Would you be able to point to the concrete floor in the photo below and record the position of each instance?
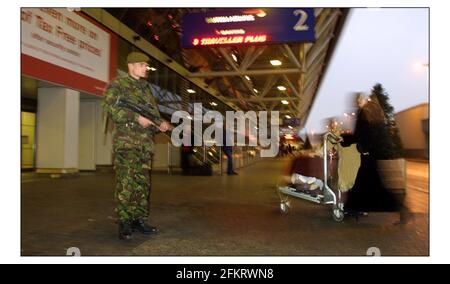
(209, 216)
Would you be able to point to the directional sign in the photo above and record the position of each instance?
(248, 26)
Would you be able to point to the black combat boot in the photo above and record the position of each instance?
(141, 226)
(125, 232)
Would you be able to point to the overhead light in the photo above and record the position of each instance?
(275, 62)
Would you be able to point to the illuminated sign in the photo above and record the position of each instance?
(248, 27)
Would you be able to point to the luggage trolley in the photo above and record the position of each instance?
(323, 194)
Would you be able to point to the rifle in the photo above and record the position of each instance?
(141, 109)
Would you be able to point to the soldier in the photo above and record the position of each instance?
(133, 146)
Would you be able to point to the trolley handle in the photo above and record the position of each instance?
(333, 138)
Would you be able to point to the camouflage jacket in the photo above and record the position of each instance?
(128, 134)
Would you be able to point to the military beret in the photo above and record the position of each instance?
(135, 56)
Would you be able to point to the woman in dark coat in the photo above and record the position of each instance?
(372, 138)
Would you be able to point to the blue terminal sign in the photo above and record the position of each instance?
(248, 26)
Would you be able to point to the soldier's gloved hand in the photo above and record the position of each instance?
(164, 126)
(144, 122)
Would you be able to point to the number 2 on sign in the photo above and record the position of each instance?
(300, 25)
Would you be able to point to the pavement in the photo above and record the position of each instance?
(213, 216)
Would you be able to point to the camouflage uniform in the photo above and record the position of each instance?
(133, 147)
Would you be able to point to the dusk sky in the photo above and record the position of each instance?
(385, 45)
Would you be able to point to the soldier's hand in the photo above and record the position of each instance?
(164, 126)
(144, 122)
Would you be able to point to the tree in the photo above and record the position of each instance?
(394, 134)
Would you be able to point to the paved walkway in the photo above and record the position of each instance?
(218, 215)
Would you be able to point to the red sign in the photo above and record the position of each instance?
(67, 48)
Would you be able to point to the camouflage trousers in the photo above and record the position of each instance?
(133, 184)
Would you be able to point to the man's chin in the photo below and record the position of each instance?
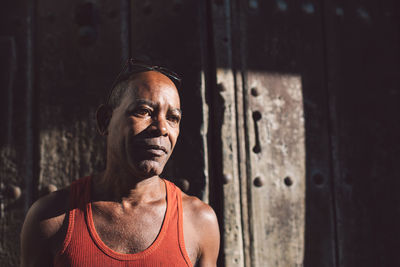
(148, 168)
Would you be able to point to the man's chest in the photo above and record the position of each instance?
(128, 230)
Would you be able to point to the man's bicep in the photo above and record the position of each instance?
(210, 240)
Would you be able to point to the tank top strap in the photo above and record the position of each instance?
(79, 195)
(175, 195)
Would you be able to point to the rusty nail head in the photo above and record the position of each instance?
(288, 181)
(258, 181)
(255, 91)
(221, 87)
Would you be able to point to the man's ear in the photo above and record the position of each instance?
(103, 117)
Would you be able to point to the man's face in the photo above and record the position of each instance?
(145, 126)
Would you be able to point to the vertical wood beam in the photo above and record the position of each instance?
(225, 108)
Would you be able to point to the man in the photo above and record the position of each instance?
(127, 215)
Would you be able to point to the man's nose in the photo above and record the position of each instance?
(160, 126)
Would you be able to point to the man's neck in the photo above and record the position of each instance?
(116, 185)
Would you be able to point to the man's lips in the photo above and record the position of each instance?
(155, 148)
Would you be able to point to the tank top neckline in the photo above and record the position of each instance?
(122, 256)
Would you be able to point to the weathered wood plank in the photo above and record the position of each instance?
(363, 58)
(285, 38)
(16, 156)
(80, 50)
(225, 133)
(276, 131)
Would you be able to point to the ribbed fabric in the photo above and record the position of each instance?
(83, 247)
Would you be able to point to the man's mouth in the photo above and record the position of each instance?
(155, 150)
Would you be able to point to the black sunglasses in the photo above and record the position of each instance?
(133, 66)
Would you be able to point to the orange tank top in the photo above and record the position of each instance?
(83, 247)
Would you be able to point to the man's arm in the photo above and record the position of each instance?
(207, 224)
(201, 232)
(41, 226)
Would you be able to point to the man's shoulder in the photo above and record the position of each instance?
(48, 212)
(200, 211)
(204, 230)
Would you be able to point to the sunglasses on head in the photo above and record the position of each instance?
(133, 66)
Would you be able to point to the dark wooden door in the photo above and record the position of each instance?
(291, 107)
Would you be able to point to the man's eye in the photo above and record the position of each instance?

+ + +

• YOUR GOAL: Write the data above out again exactly, every line of it, and exclude the pictures.

• SOLVED EXERCISE:
Would you be able to point to the concrete floor in the photo below and record the position of each instance?
(209, 216)
Would you be able to point to the directional sign in the photo above and record the position of each instance?
(248, 26)
Would you be able to point to the black combat boot in the photo above and record the position of each instance?
(141, 226)
(125, 232)
Would you be able to point to the overhead light in the photo above and record the position of each instance?
(275, 62)
Would you be able to point to the illuminated sign in the photo above and record the position of each instance?
(248, 27)
Would you be able to point to the luggage trolley in the photo above and record the position of each instance?
(323, 194)
Would you be able to point to the rifle in the photo above and record the position of each instance?
(141, 109)
Would you be able to point to the soldier in the photo above and record the position of each instance?
(133, 146)
Would you be able to point to the trolley handle in the photo above and record the position of each instance?
(333, 138)
Would you be able to point to the camouflage jacket in the photo above and record the position of each instance?
(128, 134)
Would you be able to point to the military beret in the photo above and record the position of each instance?
(135, 56)
Would you be able to point to the woman in dark coat in the photo above and record the position of each instance?
(372, 138)
Would you be able to point to the blue terminal sign in the photo above and record the position of each instance?
(248, 26)
Would you be able to point to the soldier's gloved hand in the photo above and record the position of each instance?
(164, 126)
(144, 122)
Would you be able to point to the number 2 on sign in the photo above and record the position of each instance?
(300, 25)
Would you be able to point to the pavement in the photo above and record the position of each instance?
(213, 216)
Would you be able to point to the camouflage uniform in the photo above and record the position of each instance?
(133, 147)
Would you be able to point to the dusk sky in the photo above and record the position of each instance?
(385, 45)
Would you be able to point to the soldier's hand in the photo above and record the position of each instance?
(164, 126)
(144, 122)
Would you be able to point to the tree in the photo above and record the position of each instance?
(394, 134)
Would you be able to point to the paved walkway in the photo above and record the position of each instance?
(218, 215)
Would you be able to point to the red sign in the photo above and record the position of each instance?
(67, 48)
Would you be able to point to the camouflage trousers in the photo above and record the position of each instance?
(133, 184)
Would you be able to point to the man's chin in the photo below and record the position of each instance?
(148, 168)
Would you be able to point to the man's chest in the photo above and record the position of each instance?
(128, 230)
Would you be able to point to the man's bicep in the photo above and record the position of each instance?
(210, 240)
Would you be able to point to the tank top strap in the photo above and record the position of each instance?
(79, 195)
(175, 195)
Would you be able to point to the rusty nail head in the photo above and record the position of each instance?
(288, 181)
(258, 181)
(255, 91)
(221, 87)
Would you be able to point to the man's ear in the photo above and record the position of each instance?
(103, 117)
Would you be able to point to the man's face in the photo above and record the position of each instance?
(145, 126)
Would you be able to point to the vertical wood beam in the photo above and record the position of each instance?
(225, 108)
Would you be able to point to the man in the photo above and record the position of each instance?
(127, 215)
Would you be able to point to the man's nose in the photo above and record the position of each instance?
(160, 126)
Would you be able to point to the man's neck in the photo above and record the position of each instance?
(116, 185)
Would you be able to point to the man's lips in the photo above and record the position of each instance?
(155, 148)
Would you be able to point to the tank top neckline in the photo above and record the position of each instance?
(122, 256)
Would you be able to point to the weathered wood plank in the photo above and record the position of each instance?
(363, 58)
(285, 38)
(16, 156)
(80, 50)
(225, 133)
(276, 131)
Would you be able to point to the ribbed fabric in the photo above and record the position of each instance?
(83, 247)
Would you be able to point to the man's mouth in the photo above and record the position of each instance?
(155, 150)
Would you be able to point to the black sunglasses in the photo above and record the position of each instance?
(133, 66)
Would you be able to point to the orange tank top in the photo above and record the position of each instance?
(83, 247)
Would you be able to point to the man's arm in the photo above and record the position of each instance?
(207, 224)
(201, 232)
(41, 226)
Would you be able to point to the man's shoulder in the photo above and record the position of each instance?
(48, 212)
(200, 211)
(204, 230)
Would you be able to point to the sunglasses on head in the photo above and record the position of each instance?
(133, 66)
Would you be able to point to the dark wooden door in the photo above and record the position of each instance?
(291, 107)
Would you be able to point to the man's eye in the photo above and record the position of each instance?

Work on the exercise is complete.